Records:
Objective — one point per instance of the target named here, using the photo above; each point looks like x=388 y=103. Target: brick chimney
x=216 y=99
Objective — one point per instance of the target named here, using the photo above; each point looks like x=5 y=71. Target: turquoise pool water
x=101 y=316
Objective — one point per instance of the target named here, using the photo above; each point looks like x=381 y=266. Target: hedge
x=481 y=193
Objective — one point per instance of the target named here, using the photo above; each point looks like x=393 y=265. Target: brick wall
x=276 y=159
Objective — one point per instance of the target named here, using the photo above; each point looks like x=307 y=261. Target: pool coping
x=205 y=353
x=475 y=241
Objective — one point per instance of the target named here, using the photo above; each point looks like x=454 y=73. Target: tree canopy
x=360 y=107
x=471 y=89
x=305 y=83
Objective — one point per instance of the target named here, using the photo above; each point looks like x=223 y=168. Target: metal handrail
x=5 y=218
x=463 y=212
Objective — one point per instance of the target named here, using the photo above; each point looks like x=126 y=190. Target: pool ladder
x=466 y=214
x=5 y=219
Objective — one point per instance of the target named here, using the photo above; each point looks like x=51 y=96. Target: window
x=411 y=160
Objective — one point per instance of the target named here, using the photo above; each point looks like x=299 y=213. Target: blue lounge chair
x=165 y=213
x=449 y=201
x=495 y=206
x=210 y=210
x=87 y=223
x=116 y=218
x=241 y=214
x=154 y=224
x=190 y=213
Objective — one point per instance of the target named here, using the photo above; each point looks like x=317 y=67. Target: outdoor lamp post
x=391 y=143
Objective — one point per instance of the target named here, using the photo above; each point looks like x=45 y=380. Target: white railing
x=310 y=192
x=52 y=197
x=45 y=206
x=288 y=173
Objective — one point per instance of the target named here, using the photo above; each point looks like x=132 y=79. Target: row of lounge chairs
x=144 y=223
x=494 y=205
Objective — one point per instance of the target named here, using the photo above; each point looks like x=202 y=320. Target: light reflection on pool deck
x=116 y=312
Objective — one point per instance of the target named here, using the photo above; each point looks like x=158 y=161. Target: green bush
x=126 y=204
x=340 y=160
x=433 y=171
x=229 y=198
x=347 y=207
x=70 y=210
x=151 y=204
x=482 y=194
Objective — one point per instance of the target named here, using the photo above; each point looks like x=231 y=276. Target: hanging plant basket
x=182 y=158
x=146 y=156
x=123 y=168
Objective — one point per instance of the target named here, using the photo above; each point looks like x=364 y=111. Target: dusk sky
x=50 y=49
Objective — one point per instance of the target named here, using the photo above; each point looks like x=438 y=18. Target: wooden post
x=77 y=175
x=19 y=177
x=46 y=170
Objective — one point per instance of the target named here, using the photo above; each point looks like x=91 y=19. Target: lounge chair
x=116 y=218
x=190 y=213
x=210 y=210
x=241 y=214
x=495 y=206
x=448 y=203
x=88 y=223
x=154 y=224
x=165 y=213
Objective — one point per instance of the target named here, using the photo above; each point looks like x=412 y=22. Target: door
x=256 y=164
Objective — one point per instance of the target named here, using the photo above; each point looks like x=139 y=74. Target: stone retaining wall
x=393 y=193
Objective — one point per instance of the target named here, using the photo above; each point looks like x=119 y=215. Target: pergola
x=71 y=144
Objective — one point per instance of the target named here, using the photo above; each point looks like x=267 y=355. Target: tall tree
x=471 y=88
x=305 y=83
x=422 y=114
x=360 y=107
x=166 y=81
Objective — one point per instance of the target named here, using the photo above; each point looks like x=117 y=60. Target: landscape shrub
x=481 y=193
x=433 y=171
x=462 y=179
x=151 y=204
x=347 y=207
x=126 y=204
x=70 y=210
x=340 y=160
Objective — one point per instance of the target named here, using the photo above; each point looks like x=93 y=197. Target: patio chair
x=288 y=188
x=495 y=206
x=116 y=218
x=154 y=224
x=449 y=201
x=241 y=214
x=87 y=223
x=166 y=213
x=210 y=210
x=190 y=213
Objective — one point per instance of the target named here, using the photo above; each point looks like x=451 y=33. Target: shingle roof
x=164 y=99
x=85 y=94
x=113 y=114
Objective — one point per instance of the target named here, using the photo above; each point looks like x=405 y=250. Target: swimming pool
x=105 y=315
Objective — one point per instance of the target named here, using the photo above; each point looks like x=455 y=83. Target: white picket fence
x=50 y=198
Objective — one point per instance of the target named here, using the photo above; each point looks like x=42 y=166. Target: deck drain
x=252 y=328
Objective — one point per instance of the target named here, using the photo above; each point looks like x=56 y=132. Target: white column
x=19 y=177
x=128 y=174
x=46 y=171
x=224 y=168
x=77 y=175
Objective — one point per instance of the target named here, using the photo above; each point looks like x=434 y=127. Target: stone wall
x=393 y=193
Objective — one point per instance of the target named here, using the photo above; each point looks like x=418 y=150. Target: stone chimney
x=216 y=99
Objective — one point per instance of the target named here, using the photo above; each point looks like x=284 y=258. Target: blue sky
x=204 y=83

## Objective
Write out the rows above word for word, every one of them.

## Exercise result
Objective — one point per instance of the target named here, using the photo above; each point looks like x=388 y=103. Target: brick chimney
x=216 y=99
Objective — one point per instance of the target named here, using the photo above; each point looks like x=5 y=71. Target: turquoise pool water
x=101 y=316
Objective — one point per instance of the target named here, using the photo above; each point looks like x=381 y=266. Target: hedge
x=481 y=193
Objective — one point per instance of the target named here, using the photo above; each point looks like x=393 y=265. Target: brick wall
x=276 y=159
Objective — one point per instance of the target named here, using the photo above; each point looks like x=307 y=261. Target: pool coping
x=205 y=353
x=475 y=241
Objective — one point per instance of the target named here, using the photo above; each point looks like x=454 y=73. Target: tree canopy
x=360 y=107
x=471 y=89
x=305 y=83
Objective — one point per instance of the target named here, using the photo above; each point looks like x=223 y=168. Target: metal handrail
x=5 y=218
x=463 y=212
Objective — one point per instance of the target named here, using the photo above; each point looks like x=126 y=190. Target: pool ladder
x=466 y=214
x=5 y=219
Objective — one point per instance of the target named here, using the photo above; each point looks like x=51 y=96. Target: window
x=411 y=160
Objective — one point per instance of the target named here, using the photo above; each point looks like x=299 y=213. Target: blue lounge chair
x=165 y=213
x=449 y=201
x=495 y=206
x=210 y=210
x=87 y=223
x=116 y=218
x=241 y=214
x=154 y=224
x=190 y=213
Objective — one point per instance of the target named here, using the photo above; each point looks like x=317 y=67. Target: outdoor lamp post
x=391 y=143
Objective — one point per instance of the target named here, using the photo above; each point looks like x=45 y=380. Target: white railing
x=310 y=192
x=52 y=197
x=45 y=206
x=288 y=173
Objective — one point per instance of the target named here, using the photo above; each point looks like x=132 y=79. Target: row of lounge chairs
x=144 y=223
x=494 y=205
Objective — one point per instance of the target named here, using the photo above; each point looks like x=202 y=320. Target: light reflection on pool deck
x=116 y=312
Objective — one point per instance of the target named here, using the photo above; each point looks like x=158 y=161. Target: green bush
x=126 y=204
x=340 y=160
x=433 y=171
x=229 y=198
x=347 y=207
x=70 y=210
x=151 y=204
x=482 y=194
Objective — one point per instance of the target named here, using the photo above; each point looks like x=231 y=276. Target: hanging plant basket
x=182 y=158
x=146 y=156
x=123 y=168
Objective — one point per instance of the target named here, using the photo above; each point looks like x=364 y=111. Target: dusk sky
x=50 y=49
Objective — one point per instance of the target named here, using the photo above; each point looks like x=438 y=18. Target: wooden post
x=77 y=175
x=19 y=177
x=46 y=170
Objective — one point per instance of the target named here, using the photo above; each point looks like x=91 y=19. Target: lounge chair
x=116 y=218
x=190 y=213
x=210 y=210
x=241 y=214
x=495 y=206
x=448 y=203
x=88 y=223
x=154 y=224
x=165 y=213
Objective — one point per instance of the target named here, using the photo above; each point looks like x=412 y=22. Target: door
x=256 y=164
Objective — one point per instance of the target named here, using the photo above; each point looks like x=139 y=74. Target: stone retaining wall
x=393 y=193
Objective — one point per instance of the target named here, using the photo above; each point looks like x=119 y=215. Target: pergola
x=71 y=144
Objective — one point per instance of the target named here, using the photo above; each point looks like x=267 y=355. Target: tall tree
x=471 y=88
x=305 y=83
x=422 y=114
x=360 y=107
x=166 y=81
Objective — one point per instance of the target named here, using the photo above; each point looks like x=117 y=60. Target: landscape shrub
x=481 y=193
x=433 y=171
x=462 y=179
x=151 y=204
x=347 y=207
x=126 y=204
x=70 y=210
x=340 y=160
Objective — one point per instance of the target named here, using the photo above; each point looks like x=93 y=197. Target: patio chair
x=288 y=188
x=495 y=206
x=116 y=218
x=154 y=224
x=449 y=201
x=241 y=214
x=87 y=223
x=166 y=213
x=210 y=210
x=190 y=213
Objective — one point per instance of the target named here, using the photo above; each point looks like x=451 y=33. Target: shingle roof
x=164 y=99
x=85 y=94
x=113 y=114
Objective — one point per instance of the target named here, using the photo above; each point looks like x=405 y=250. Target: swimming pool
x=105 y=315
Objective — one point per instance of the target named here, using the photo above; each point looks like x=455 y=83. Target: white picket fence
x=50 y=198
Objective — one point per instance of the target named here, using the photo above; each point looks like x=42 y=166. Target: deck drain
x=252 y=328
Objective — one point per instance of the target named here, using the photo above; each point looks like x=56 y=132. Target: white column
x=19 y=177
x=128 y=174
x=46 y=171
x=224 y=168
x=77 y=175
Objective — one point per instance of the target named here, using the photo above; each point looks like x=434 y=127. Target: stone wall
x=393 y=193
Objective — one point per instance of the target named here, using the photo above; each point looks like x=418 y=150. Target: stone chimney
x=216 y=99
Objective — one point per instance of the target named here, using the photo above; each point looks like x=284 y=258. Target: blue sky
x=204 y=83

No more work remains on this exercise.